Below is some material; set it all down exactly, apart from the pictures.

=== DATA TO USE ===

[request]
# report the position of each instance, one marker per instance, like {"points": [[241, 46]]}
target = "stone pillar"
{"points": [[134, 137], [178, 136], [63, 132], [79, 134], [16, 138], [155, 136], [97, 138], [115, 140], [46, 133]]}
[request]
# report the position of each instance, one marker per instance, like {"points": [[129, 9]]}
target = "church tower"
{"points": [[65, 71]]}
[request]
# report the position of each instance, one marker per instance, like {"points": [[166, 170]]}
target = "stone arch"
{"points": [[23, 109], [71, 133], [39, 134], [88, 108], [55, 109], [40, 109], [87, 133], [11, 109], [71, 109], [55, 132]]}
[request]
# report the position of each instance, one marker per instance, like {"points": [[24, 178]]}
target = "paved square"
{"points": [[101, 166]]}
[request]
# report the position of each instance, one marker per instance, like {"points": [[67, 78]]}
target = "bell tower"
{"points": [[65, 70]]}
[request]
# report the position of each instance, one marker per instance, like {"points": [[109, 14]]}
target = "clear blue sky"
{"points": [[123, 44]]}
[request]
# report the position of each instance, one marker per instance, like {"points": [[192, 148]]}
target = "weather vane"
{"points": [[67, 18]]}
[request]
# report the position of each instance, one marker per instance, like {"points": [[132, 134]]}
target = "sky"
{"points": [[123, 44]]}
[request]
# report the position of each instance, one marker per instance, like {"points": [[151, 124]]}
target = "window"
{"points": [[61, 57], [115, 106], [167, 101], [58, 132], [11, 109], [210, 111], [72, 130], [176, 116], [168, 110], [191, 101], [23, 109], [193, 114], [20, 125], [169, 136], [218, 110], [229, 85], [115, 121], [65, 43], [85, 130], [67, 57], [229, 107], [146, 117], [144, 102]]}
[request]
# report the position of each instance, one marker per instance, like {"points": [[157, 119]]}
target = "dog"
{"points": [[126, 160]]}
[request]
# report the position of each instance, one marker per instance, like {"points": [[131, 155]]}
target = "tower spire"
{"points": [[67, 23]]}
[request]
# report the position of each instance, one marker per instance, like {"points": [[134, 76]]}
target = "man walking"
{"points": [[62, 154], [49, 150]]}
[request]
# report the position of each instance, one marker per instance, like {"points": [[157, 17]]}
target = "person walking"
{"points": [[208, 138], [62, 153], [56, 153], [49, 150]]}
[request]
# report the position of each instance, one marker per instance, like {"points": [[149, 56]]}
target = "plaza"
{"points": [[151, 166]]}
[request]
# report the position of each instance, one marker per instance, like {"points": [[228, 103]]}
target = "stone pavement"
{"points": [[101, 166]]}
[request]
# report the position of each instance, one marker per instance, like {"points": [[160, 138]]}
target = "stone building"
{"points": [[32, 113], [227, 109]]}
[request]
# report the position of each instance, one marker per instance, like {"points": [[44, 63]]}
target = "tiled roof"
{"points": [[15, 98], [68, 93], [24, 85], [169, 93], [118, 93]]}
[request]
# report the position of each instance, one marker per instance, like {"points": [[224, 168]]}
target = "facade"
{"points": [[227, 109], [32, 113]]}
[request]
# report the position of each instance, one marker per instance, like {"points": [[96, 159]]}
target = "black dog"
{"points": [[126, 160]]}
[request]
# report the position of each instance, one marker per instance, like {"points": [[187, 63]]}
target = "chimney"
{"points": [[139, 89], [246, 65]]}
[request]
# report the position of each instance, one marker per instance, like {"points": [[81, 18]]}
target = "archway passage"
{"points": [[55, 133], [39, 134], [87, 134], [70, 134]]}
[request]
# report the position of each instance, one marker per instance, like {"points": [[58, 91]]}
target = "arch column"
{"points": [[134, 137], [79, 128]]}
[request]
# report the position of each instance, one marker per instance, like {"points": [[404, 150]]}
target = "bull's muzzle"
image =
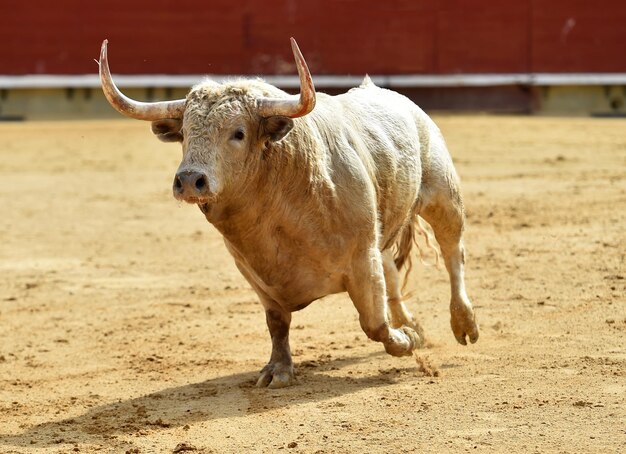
{"points": [[191, 186]]}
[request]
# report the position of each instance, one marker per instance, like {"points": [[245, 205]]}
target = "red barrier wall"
{"points": [[336, 37]]}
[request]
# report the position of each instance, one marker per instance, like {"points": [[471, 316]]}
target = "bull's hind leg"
{"points": [[398, 313], [366, 287], [444, 212]]}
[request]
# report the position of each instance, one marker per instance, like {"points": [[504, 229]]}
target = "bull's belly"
{"points": [[294, 284]]}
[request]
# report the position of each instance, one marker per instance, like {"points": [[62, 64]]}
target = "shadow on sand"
{"points": [[222, 397]]}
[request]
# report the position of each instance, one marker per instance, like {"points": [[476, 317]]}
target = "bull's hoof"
{"points": [[463, 323], [274, 376]]}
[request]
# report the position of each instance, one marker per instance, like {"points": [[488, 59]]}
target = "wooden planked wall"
{"points": [[336, 36]]}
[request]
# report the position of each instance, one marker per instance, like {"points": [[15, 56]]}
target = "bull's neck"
{"points": [[284, 188]]}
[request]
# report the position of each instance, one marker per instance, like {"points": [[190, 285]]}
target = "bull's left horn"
{"points": [[129, 107], [296, 105]]}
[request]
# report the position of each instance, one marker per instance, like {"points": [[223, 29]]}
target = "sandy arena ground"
{"points": [[126, 328]]}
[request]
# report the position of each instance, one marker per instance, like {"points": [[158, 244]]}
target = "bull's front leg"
{"points": [[366, 287], [278, 373]]}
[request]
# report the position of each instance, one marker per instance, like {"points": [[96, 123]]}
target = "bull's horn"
{"points": [[296, 105], [130, 107]]}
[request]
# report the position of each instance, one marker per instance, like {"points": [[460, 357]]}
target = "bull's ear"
{"points": [[275, 128], [168, 130]]}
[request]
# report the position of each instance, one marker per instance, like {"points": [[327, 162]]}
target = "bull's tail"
{"points": [[404, 245]]}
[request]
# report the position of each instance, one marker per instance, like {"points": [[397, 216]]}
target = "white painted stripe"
{"points": [[392, 81]]}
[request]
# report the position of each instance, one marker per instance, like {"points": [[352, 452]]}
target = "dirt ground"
{"points": [[126, 328]]}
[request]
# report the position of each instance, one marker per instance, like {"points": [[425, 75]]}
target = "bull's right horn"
{"points": [[129, 107]]}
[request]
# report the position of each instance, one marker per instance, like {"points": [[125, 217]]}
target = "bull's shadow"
{"points": [[222, 397]]}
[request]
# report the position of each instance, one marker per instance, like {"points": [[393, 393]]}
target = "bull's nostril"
{"points": [[201, 183]]}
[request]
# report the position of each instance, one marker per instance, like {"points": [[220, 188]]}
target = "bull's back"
{"points": [[379, 133]]}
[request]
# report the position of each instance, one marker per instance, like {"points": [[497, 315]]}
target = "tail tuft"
{"points": [[405, 244]]}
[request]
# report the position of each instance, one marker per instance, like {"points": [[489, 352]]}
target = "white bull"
{"points": [[314, 195]]}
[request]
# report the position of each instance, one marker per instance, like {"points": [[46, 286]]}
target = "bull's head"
{"points": [[219, 125]]}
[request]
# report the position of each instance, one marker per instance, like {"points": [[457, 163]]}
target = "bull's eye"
{"points": [[238, 135]]}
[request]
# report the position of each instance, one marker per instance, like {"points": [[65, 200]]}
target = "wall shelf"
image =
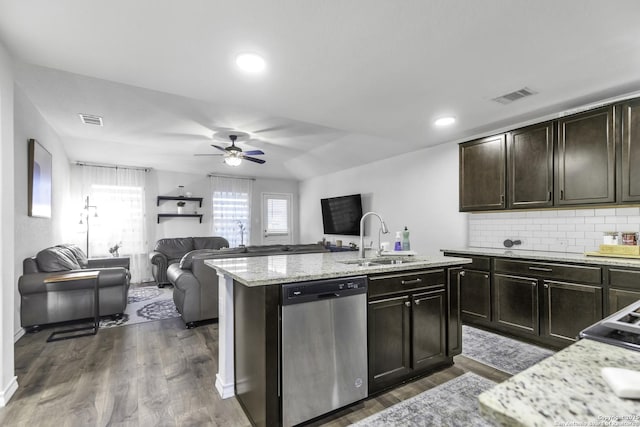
{"points": [[199, 216], [184, 199]]}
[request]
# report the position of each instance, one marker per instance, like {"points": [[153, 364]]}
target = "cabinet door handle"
{"points": [[548, 270]]}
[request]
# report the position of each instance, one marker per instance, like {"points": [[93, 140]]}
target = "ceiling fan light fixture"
{"points": [[233, 160], [445, 121], [250, 62]]}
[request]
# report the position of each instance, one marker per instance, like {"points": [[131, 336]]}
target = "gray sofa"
{"points": [[195, 285], [171, 250], [43, 303]]}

===

* WRITTEN SOLUTION *
[request]
# report the position of each instance, one marker per instance, like {"points": [[241, 46]]}
target = "stone pillar"
{"points": [[134, 137], [178, 136], [63, 132], [79, 134], [16, 138], [155, 136], [97, 138], [115, 140], [46, 133]]}
[request]
# report the position of each instance, one marker per instance, like {"points": [[129, 9]]}
target = "church tower"
{"points": [[65, 71]]}
[request]
# report the position of each instance, one marker per instance, like {"points": [[166, 170]]}
target = "stone arch"
{"points": [[23, 109], [71, 133], [39, 134], [88, 108], [55, 109], [40, 109], [87, 133], [11, 109], [71, 109], [55, 132]]}
[request]
# report the position of each instance, one marker per instance, like {"points": [[24, 178]]}
target = "paved square"
{"points": [[101, 166]]}
[request]
# report the position of each instance, one marker per instance, like {"points": [[67, 78]]}
target = "bell tower"
{"points": [[65, 70]]}
[request]
# report the position of each instance, one marker per instance, like {"points": [[109, 14]]}
target = "clear blue sky"
{"points": [[123, 44]]}
[request]
# report the position of each instance, one marker per instance, like {"points": [[192, 148]]}
target = "weather vane"
{"points": [[67, 18]]}
[request]
# report the position of each instance, one marker per instance, like {"points": [[132, 134]]}
target = "sky"
{"points": [[123, 44]]}
[request]
# report the position of each instance, one marker per instance, like {"points": [[151, 124]]}
target = "window"
{"points": [[61, 57], [115, 106], [167, 101], [58, 132], [11, 109], [210, 111], [72, 130], [176, 116], [168, 110], [191, 101], [23, 109], [193, 114], [20, 125], [169, 136], [218, 110], [229, 85], [115, 121], [65, 43], [85, 130], [67, 57], [229, 107], [146, 117], [144, 102]]}
[request]
# report the position of each instance, one marker per instance, like {"points": [[157, 119]]}
target = "dog"
{"points": [[126, 160]]}
[request]
# report the position of each instance, one marker per instance, like {"points": [[131, 155]]}
target = "tower spire"
{"points": [[67, 23]]}
[request]
# report the position of each instance, one marker per instance, like {"points": [[134, 76]]}
target = "man walking"
{"points": [[62, 154], [49, 150]]}
[request]
# report the position of each instance, one marker per instance, like {"points": [[157, 17]]}
target = "person walking"
{"points": [[208, 138], [62, 153], [56, 153], [49, 150]]}
[request]
# report the position of each instance, one marker per instance, like {"points": [[149, 56]]}
target = "plaza"
{"points": [[151, 166]]}
[request]
# report the position of each instance, one marker per instance, like {"points": [[228, 103]]}
target = "stone pavement"
{"points": [[101, 166]]}
[request]
# report the position of each instance, one marker per instance, like {"points": [[160, 138]]}
target = "stone building"
{"points": [[32, 113], [227, 109]]}
[request]
# report the position of each instance, one marker per instance, like {"points": [[44, 63]]}
target = "tiled roof"
{"points": [[15, 98], [68, 93], [24, 85], [169, 93], [118, 93]]}
[request]
# report the position of each instance, one marker per instance, like {"points": [[224, 168]]}
target = "facade"
{"points": [[227, 109], [32, 113]]}
[request]
# report the position of each instance, one marker per instance, like {"points": [[96, 159]]}
target = "black dog"
{"points": [[126, 160]]}
[request]
# report the position of each instance, one marker per instance, like {"points": [[187, 63]]}
target = "chimney"
{"points": [[139, 89], [246, 65]]}
[request]
# report the position of each instance, one marker per instance, like {"points": [[81, 18]]}
target = "archway passage"
{"points": [[55, 133], [39, 134], [87, 134], [70, 134]]}
[request]
# report the position of each instance, one marker per instance, like {"points": [[58, 91]]}
target = "arch column"
{"points": [[134, 137], [79, 128]]}
[request]
# report the position of each instance, one marker per instance, like {"points": [[404, 150]]}
target = "bull's muzzle"
image =
{"points": [[191, 186]]}
[request]
# report the position of each instance, one marker per instance, like {"points": [[245, 205]]}
target = "red barrier wall"
{"points": [[336, 37]]}
[request]
# report the position of each instance, one marker per instance, like {"points": [[471, 316]]}
target = "bull's hind leg"
{"points": [[398, 313], [366, 287], [444, 212]]}
[request]
# report the position of each instance, one marker per instance, like {"points": [[504, 229]]}
target = "bull's belly"
{"points": [[294, 284]]}
[request]
# report the position of each instance, one marker per instance, like {"points": [[62, 64]]}
target = "shadow on sand"
{"points": [[222, 397]]}
[request]
# report the position of each instance, one marker per instance, like {"points": [[476, 317]]}
target = "bull's hoof"
{"points": [[463, 323], [274, 376]]}
[request]
# report the position of each instance, one marker per instance, like {"points": [[488, 59]]}
target = "wooden planked wall"
{"points": [[336, 36]]}
[request]
# report the position of each instance, one marker per instance, like {"points": [[15, 56]]}
target = "bull's neck"
{"points": [[284, 188]]}
[request]
# report the position of each instance, one marker per instance, like {"points": [[190, 285]]}
target = "bull's left horn"
{"points": [[129, 107], [296, 105]]}
[request]
# report the position of each instance, one marker per instance, like {"points": [[223, 29]]}
target = "sandy arena ground"
{"points": [[126, 328]]}
[request]
# report the position of each instance, one marker per instance, like {"points": [[158, 244]]}
target = "bull's front leg"
{"points": [[366, 287], [278, 373]]}
[request]
# report the position of each instance, one marker per instance, like {"points": [[96, 123]]}
target = "bull's horn"
{"points": [[296, 105], [130, 107]]}
[request]
# report the position of each instance, one marker per instance, like {"points": [[460, 357]]}
target = "bull's ear"
{"points": [[275, 128], [168, 130]]}
[request]
# report the position of each instance, one marker per instance, like {"points": [[327, 162]]}
target = "bull's tail"
{"points": [[404, 245]]}
[request]
# report the position of each instance, one marker per instance, like {"points": [[397, 216]]}
target = "white painted stripe"
{"points": [[392, 81]]}
[request]
# report the position of each instance, one marker per instance, like {"points": [[352, 452]]}
target = "dirt ground"
{"points": [[126, 328]]}
[request]
# report the position of each instance, one marker per instance, like {"points": [[425, 75]]}
target = "bull's right horn"
{"points": [[129, 107]]}
[request]
# report the position of each instance, one marker per instance, like {"points": [[125, 217]]}
target = "bull's shadow"
{"points": [[222, 397]]}
[request]
# report the position of each instance, one marker per instance, like {"points": [[393, 393]]}
target = "bull's nostril"
{"points": [[201, 183]]}
[request]
# report the position of each instance, one marker per instance, like {"points": [[220, 188]]}
target = "bull's back"
{"points": [[379, 133]]}
[request]
# report the position of each instance, one marker per instance, like {"points": [[497, 315]]}
target = "tail tuft"
{"points": [[405, 244]]}
[request]
# report the position of each instance, one marker per instance, like {"points": [[489, 352]]}
target = "white bull"
{"points": [[314, 195]]}
[request]
# report the position of each instance, one marker per instance, like {"points": [[46, 286]]}
target = "bull's head"
{"points": [[219, 125]]}
[request]
# report the position of each instance, one marker per instance, like {"points": [[457, 163]]}
target = "bull's eye"
{"points": [[238, 135]]}
[request]
# report the position of each instance, one marker per instance, like {"points": [[65, 200]]}
target = "wall shelf"
image =
{"points": [[199, 216], [184, 199]]}
[request]
# report the position of each instance, one marker per instance, like {"points": [[153, 364]]}
target = "cabinet door handle"
{"points": [[548, 270]]}
[request]
# report the position of each instance, one marker per instance, like {"points": [[93, 140]]}
target = "ceiling fan light fixture"
{"points": [[233, 160], [445, 121], [250, 62]]}
[request]
# report the position of each instance, one marker per instance, like {"points": [[131, 336]]}
target = "gray sofa"
{"points": [[195, 285], [171, 250], [43, 303]]}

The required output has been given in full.